EXERCISE MATERIAL:
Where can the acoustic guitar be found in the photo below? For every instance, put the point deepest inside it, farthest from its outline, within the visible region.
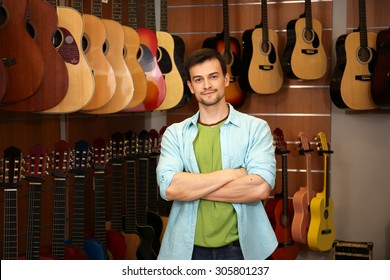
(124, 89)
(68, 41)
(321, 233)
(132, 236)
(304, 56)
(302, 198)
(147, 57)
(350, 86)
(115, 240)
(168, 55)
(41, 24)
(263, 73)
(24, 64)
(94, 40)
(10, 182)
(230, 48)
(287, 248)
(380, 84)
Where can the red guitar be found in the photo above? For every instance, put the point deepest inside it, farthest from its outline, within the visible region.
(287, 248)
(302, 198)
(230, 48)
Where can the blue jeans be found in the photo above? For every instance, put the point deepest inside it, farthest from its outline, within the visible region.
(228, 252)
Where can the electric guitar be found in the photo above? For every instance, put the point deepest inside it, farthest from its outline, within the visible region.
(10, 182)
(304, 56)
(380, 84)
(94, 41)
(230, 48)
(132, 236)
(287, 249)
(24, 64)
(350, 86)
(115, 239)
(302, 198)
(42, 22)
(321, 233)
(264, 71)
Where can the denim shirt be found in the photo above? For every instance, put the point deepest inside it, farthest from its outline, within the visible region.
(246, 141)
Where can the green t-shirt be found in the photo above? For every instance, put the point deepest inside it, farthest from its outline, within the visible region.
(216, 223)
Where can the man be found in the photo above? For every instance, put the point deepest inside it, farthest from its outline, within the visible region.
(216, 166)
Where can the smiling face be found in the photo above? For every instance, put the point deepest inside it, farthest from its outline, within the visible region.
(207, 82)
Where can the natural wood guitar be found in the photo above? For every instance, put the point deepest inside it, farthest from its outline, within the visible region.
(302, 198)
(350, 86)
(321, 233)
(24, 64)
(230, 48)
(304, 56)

--

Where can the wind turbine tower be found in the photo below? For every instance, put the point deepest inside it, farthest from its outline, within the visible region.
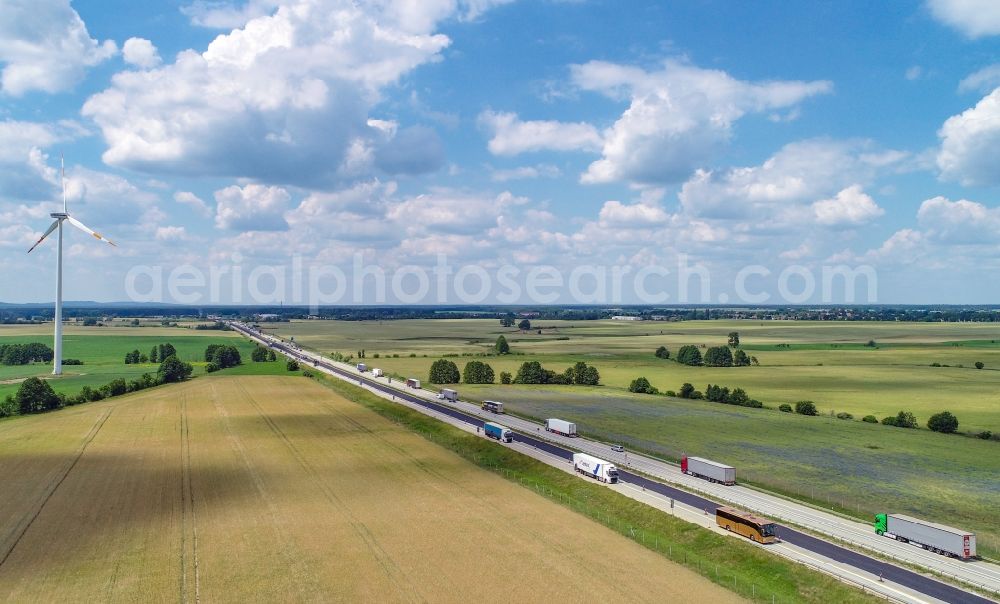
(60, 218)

INSTRUCTIONS FOR THE TASK: Pick out every line of the material that contains the word "below", and copy each one in full.

EXERCISE RESPONSE:
Where can the acoustic guitar be found in the photo below? For every instance, put the point deepest inside it, farthest from its outline, within the visible region.
Where can the wind turbine tower be found in the photo below? For every instance, put the point deepest inside it, farthest from its outline, within the visible region.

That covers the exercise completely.